• **EXERCISE PROMPT**
In full and without alteration, repeat the material.

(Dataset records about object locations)
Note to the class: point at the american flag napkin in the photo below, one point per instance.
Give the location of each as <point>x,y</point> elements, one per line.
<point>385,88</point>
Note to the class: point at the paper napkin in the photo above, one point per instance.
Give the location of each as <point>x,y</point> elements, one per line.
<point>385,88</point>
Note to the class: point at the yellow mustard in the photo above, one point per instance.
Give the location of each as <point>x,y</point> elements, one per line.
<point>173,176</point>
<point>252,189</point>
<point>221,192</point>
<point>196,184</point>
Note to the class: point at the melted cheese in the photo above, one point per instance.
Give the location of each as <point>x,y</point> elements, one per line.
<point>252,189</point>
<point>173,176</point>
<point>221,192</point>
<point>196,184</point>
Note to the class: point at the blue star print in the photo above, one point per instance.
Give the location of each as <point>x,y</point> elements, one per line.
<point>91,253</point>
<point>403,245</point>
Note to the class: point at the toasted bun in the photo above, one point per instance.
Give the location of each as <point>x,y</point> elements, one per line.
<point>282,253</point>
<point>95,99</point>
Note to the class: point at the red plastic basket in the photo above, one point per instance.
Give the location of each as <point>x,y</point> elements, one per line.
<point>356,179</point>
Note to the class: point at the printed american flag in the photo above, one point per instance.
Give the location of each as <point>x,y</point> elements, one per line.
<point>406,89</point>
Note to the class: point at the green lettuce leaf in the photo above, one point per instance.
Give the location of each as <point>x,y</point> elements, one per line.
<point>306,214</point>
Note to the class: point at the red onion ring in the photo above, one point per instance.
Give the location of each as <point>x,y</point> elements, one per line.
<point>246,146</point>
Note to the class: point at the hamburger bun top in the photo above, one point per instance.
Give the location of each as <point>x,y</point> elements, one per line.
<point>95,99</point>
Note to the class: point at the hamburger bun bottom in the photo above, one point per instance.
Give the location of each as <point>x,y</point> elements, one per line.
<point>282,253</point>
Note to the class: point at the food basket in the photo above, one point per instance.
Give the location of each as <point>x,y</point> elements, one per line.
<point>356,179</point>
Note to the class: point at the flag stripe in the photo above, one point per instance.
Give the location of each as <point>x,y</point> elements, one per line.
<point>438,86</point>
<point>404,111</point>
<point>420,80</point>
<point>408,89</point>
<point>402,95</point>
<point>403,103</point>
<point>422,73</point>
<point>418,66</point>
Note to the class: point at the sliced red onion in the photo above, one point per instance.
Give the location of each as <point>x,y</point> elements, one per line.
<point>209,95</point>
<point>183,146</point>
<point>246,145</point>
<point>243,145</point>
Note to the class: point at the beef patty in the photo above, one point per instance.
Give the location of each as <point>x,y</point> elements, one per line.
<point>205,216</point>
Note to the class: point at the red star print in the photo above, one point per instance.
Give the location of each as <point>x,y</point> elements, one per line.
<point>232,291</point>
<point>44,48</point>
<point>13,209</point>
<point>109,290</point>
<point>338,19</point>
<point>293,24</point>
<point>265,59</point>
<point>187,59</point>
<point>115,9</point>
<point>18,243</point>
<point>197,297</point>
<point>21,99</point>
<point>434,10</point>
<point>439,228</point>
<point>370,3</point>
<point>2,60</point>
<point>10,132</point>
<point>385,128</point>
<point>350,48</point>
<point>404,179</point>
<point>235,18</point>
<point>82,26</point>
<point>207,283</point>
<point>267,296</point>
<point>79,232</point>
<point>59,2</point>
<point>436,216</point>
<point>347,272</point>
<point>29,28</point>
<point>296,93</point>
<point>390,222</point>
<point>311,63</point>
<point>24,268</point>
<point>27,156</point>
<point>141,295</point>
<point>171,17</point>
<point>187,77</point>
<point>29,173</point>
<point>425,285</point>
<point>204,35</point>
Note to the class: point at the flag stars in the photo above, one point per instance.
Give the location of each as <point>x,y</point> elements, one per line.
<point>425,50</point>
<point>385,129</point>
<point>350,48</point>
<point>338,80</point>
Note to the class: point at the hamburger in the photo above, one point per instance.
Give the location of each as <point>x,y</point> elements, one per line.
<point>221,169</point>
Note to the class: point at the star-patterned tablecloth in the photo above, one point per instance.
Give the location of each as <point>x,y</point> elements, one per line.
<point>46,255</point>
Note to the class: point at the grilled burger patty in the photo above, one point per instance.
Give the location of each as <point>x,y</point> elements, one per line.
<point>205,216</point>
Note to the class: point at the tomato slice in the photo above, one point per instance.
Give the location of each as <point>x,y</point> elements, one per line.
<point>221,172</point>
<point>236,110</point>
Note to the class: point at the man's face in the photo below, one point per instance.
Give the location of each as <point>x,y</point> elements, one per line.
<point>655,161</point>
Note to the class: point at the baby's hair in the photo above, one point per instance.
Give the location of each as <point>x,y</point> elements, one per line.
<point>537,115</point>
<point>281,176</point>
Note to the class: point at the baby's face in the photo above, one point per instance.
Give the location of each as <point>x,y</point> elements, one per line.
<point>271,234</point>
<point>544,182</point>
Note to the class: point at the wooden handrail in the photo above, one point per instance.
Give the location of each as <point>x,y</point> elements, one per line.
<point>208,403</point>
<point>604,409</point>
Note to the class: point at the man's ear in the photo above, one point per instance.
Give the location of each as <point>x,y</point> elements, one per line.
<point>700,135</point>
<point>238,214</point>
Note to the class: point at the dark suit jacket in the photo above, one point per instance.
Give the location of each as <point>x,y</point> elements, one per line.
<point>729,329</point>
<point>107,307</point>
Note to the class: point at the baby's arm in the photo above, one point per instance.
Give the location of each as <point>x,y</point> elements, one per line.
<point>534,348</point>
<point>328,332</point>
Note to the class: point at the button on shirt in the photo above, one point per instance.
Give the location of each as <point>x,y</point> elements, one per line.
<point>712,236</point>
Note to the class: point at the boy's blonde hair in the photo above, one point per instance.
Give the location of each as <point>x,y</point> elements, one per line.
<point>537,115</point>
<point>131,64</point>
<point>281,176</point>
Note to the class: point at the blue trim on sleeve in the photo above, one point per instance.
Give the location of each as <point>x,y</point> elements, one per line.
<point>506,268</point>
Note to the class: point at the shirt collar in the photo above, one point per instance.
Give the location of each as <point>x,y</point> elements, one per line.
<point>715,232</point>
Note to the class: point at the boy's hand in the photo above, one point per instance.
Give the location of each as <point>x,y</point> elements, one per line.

• **THE SOLUTION**
Note to the class: point at the american flag napkin in the photo below, one point per instance.
Give the location of each as <point>x,y</point> elements, one per line.
<point>385,88</point>
Note to the class: point at the paper napkin in the photo above, one point per instance.
Give the location of each as <point>x,y</point> elements, one per line.
<point>385,88</point>
Note to the class: point at the yellow mustard in the photo above, one point per instance.
Give the location of each as <point>x,y</point> elements, one per line.
<point>173,176</point>
<point>252,189</point>
<point>221,192</point>
<point>196,184</point>
Note to the class: point at the melted cheese in the photo above, one point per instance.
Give the location of each as <point>x,y</point> elements, one per line.
<point>252,189</point>
<point>173,176</point>
<point>221,192</point>
<point>196,184</point>
Note to the class: point at the blue star print in the photo above, one point per instance.
Give the location of each as <point>x,y</point> elements, one per line.
<point>91,253</point>
<point>403,245</point>
Note to the class: point at the toasted bun in the photo above, one point per instance.
Give the location of each as <point>x,y</point> elements, one per line.
<point>282,253</point>
<point>95,99</point>
Note to the class: point at the red plastic basket in the photo above, one point per instance.
Give the location of each as <point>x,y</point> elements, one per line.
<point>356,179</point>
Note to the class: point at the printed american flag in the photo above, one point per instance.
Give the location of each as <point>x,y</point> elements, one per line.
<point>406,89</point>
Note to the class: point at the green lettuce leaf in the photo above, one point per instance.
Give the location of each as <point>x,y</point> elements, one per line.
<point>306,214</point>
Note to the class: point at the red onion ring in the photo above, one point per instance.
Give the location of each as <point>x,y</point> elements, one per line.
<point>246,146</point>
Note to the class: point at the hamburger bun top in the photo above, one point per instance.
Give the location of each as <point>x,y</point> elements, one per line.
<point>95,99</point>
Note to the class: point at the hamburger bun bottom in the photo above, one point per instance.
Give the location of each as <point>x,y</point> elements, one per line.
<point>282,253</point>
Note to the class: point at the food basket in the photo above, one point per instance.
Give the location of each as <point>x,y</point> elements, one per line.
<point>356,179</point>
Note to the class: point at the flag stripe in the photo above, one point per instance.
Give the location of each as <point>x,y</point> elements, one per line.
<point>438,86</point>
<point>404,111</point>
<point>420,80</point>
<point>408,89</point>
<point>402,95</point>
<point>403,103</point>
<point>422,73</point>
<point>418,66</point>
Note to the class: point at the sliced red onion in the photo above, one point per instance.
Give the location of each as <point>x,y</point> elements, one per line.
<point>209,95</point>
<point>183,146</point>
<point>246,145</point>
<point>243,145</point>
Note to the class: point at the beef patty in the photo above, one point per instance.
Give the location of each as <point>x,y</point> elements, one per line.
<point>205,216</point>
Note to the class: point at the red star print in the photo above, one point per instance.
Give the location of each as <point>x,y</point> elements, one per line.
<point>232,291</point>
<point>44,48</point>
<point>13,209</point>
<point>109,290</point>
<point>338,19</point>
<point>293,24</point>
<point>265,59</point>
<point>187,59</point>
<point>115,9</point>
<point>18,243</point>
<point>197,297</point>
<point>21,99</point>
<point>434,10</point>
<point>439,228</point>
<point>370,3</point>
<point>2,60</point>
<point>10,132</point>
<point>385,128</point>
<point>350,48</point>
<point>404,179</point>
<point>235,18</point>
<point>82,26</point>
<point>207,283</point>
<point>267,296</point>
<point>79,232</point>
<point>59,2</point>
<point>436,216</point>
<point>347,272</point>
<point>29,28</point>
<point>296,93</point>
<point>390,222</point>
<point>311,63</point>
<point>24,268</point>
<point>27,156</point>
<point>141,295</point>
<point>171,17</point>
<point>187,77</point>
<point>29,173</point>
<point>425,285</point>
<point>204,35</point>
Note to the class: point at the flag stars in the photo above, one point per instance.
Give the location of each as <point>x,y</point> elements, one per line.
<point>425,50</point>
<point>385,129</point>
<point>350,48</point>
<point>338,80</point>
Note to the class: point at the hamburger in the photo above, one point per instance.
Give the location of each as <point>x,y</point> elements, one per line.
<point>221,169</point>
Note to the class: point at the star-patterned tablecloth in the photo above, one point per instance.
Give the location of each as <point>x,y</point> elements, one per line.
<point>46,255</point>
Note to the class: point at the grilled burger patty in the photo above, one point per instance.
Give the location of each as <point>x,y</point> elements, one per line.
<point>205,216</point>
Note to the class: point at the tomato slice in the photo above, one point per instance.
Give the location of each as <point>x,y</point> elements, one per line.
<point>221,172</point>
<point>236,110</point>
Note to the class: point at the man's face in the photo below, one point per instance.
Give the location of each as <point>x,y</point> elements, one per line.
<point>655,161</point>
Note to the class: point at the baby's hair in the photo above, one point per instance.
Give the location of each as <point>x,y</point> elements, one per line.
<point>537,115</point>
<point>281,176</point>
Note to the class: point at the baby's face in the photo above, one point per instance.
Give the location of each as <point>x,y</point> elements, one per line.
<point>271,234</point>
<point>544,182</point>
Note to the class: point at the wooden handrail in the photo above, one point per instance.
Give the location of each as <point>x,y</point> elements, one per line.
<point>208,403</point>
<point>604,409</point>
Note to the class: point at the man's ear in the photo above, one point per instance.
Give the location of each as <point>x,y</point> elements, one per line.
<point>700,135</point>
<point>238,214</point>
Note to the class: point at the dark suit jacket in the photo above, one point per instance.
Give the location of each as <point>x,y</point> elements, one per line.
<point>729,329</point>
<point>107,307</point>
Note to the class: point at the baby's arm in the photo above, one point per instance.
Give the location of each as <point>x,y</point> elements, one per line.
<point>534,348</point>
<point>328,332</point>
Note to the class: point at the button on shirt in the photo above, one point per instance.
Give the location of each as <point>x,y</point> elements, one per line.
<point>712,236</point>
Note to the class: point at the boy's blonde hair in the photo above, one point per instance.
Give the location of each as <point>x,y</point> elements, one per line.
<point>537,115</point>
<point>131,64</point>
<point>281,176</point>
Note to the class: point at the blue trim on sleeve in the photo above, one point per instance.
Give the location of each as <point>x,y</point> elements, one per line.
<point>506,268</point>
Note to the class: point at the shirt collar in the photo above, one point per instance.
Give the location of each as <point>x,y</point> elements, one per line.
<point>715,232</point>
Note to the class: point at the boy's hand in the photo above, one point per instance.
Give the location of each as <point>x,y</point> elements, one per line.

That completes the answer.